▸ Text extract
╔══

Compared to businesses in other industries, there is no debate that legally operating cannabis-related businesses (referred to herein as “cannabis companies”) are disadvantaged in their efforts to raise capital and thus grow their business. This disparity is especially stark as it relates to cannabis companies seeking to raise debt capital through loan arrangements with financial institutions and private lenders. As a result of the continued federal illegality of marijuana, would-be lenders are hesitant (or, more commonly, outright unwilling) to deploy their capital to cannabis companies for fear of being penalized by federal banking regulators. The primary justifications for assessing penalties on lenders who do transact with cannabis companies are (1) that the proceeds of a loan to a cannabis company inevitably fund “unlawful activity” (i.e., the cultivation, processing and sale of cannabis products) and/or (2) the proceeds deposited by cannabis companies in saving institutions are deemed generated from unlawful activity and are therefore subject to anti-money laundering (AML) regulations.

╚══

▸ Objective a
Count the lines in the records that contain the string "trim" and give only the number.
The text and the records are unrelated.

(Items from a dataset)
╔══

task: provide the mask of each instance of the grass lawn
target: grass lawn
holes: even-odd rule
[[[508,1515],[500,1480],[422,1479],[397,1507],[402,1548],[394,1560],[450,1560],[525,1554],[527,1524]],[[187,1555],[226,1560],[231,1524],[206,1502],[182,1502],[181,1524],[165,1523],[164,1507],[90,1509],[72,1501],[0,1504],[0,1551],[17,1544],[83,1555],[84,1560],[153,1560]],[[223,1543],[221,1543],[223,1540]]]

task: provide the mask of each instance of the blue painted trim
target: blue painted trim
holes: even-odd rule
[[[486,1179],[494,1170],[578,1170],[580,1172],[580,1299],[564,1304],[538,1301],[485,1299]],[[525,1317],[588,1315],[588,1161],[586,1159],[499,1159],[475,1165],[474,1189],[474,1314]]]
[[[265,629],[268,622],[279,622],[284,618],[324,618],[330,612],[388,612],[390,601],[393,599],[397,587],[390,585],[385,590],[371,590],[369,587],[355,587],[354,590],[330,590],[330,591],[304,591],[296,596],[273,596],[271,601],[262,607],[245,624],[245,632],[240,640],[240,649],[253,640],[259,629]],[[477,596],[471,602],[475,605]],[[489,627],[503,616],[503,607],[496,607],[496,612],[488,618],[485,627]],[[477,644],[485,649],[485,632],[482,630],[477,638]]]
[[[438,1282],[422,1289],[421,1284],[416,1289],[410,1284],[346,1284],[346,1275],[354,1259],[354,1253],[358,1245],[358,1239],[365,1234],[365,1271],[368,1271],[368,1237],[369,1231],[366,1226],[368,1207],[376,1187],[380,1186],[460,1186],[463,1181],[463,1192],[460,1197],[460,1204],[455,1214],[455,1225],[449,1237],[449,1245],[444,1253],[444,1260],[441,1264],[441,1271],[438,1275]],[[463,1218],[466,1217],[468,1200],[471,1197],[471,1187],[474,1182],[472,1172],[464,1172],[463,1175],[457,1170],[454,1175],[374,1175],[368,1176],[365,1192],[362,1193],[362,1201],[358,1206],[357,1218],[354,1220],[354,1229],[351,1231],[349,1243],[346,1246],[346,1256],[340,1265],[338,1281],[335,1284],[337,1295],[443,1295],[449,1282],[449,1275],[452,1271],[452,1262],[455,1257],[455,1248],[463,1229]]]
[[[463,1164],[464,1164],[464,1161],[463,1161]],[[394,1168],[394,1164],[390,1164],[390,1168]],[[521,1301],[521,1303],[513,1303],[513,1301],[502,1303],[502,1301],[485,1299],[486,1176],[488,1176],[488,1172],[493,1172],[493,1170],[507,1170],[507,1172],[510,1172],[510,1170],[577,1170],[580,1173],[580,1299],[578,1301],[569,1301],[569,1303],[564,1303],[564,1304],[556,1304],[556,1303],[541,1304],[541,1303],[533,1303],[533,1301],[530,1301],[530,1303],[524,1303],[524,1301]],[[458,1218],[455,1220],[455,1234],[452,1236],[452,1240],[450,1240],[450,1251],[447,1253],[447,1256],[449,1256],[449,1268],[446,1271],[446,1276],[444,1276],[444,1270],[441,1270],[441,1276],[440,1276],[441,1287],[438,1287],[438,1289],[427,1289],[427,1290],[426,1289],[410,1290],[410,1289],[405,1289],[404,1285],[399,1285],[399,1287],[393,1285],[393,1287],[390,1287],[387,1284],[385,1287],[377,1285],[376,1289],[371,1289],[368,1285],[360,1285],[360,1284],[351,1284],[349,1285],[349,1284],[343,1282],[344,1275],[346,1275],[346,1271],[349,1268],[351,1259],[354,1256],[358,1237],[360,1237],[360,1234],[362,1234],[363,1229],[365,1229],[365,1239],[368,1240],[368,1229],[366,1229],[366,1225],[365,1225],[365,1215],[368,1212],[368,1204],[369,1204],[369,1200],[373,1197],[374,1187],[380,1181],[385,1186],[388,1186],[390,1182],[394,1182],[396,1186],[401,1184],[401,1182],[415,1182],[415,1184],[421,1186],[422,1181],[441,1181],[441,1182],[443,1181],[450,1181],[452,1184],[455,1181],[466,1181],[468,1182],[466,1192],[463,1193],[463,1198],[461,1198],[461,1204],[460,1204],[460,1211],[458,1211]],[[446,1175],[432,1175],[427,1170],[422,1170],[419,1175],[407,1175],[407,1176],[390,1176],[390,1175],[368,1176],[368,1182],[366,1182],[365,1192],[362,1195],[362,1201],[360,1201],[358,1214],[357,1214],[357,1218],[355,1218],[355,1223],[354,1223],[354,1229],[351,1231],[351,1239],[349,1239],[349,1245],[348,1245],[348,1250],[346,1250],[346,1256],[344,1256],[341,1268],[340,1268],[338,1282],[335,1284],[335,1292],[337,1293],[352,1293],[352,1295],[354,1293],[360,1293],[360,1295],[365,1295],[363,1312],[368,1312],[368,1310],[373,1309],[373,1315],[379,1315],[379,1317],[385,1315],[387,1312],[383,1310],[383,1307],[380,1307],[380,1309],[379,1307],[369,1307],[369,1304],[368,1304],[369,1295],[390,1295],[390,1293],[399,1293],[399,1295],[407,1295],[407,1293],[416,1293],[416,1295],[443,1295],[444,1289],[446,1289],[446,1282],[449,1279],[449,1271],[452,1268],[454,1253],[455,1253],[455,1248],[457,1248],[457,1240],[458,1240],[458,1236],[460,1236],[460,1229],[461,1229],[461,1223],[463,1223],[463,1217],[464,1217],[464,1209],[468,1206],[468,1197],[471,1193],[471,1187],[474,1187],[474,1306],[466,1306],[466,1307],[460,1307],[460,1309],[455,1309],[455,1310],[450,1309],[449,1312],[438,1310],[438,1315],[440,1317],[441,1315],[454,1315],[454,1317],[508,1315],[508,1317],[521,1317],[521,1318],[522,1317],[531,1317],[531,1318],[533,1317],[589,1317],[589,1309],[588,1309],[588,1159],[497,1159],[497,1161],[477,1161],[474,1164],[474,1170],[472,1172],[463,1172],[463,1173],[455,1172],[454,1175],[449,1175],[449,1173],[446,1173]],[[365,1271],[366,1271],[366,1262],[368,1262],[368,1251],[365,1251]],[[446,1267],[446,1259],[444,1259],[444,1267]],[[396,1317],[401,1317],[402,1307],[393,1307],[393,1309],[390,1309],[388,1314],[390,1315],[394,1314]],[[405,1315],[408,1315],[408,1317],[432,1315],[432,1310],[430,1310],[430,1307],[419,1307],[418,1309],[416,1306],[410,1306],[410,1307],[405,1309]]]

╚══

▸ Objective b
List the activities that the passage on cannabis lending names as "unlawful activity."

▸ Exercise response a
2

▸ Exercise response b
Cultivation, processing and sale of cannabis products.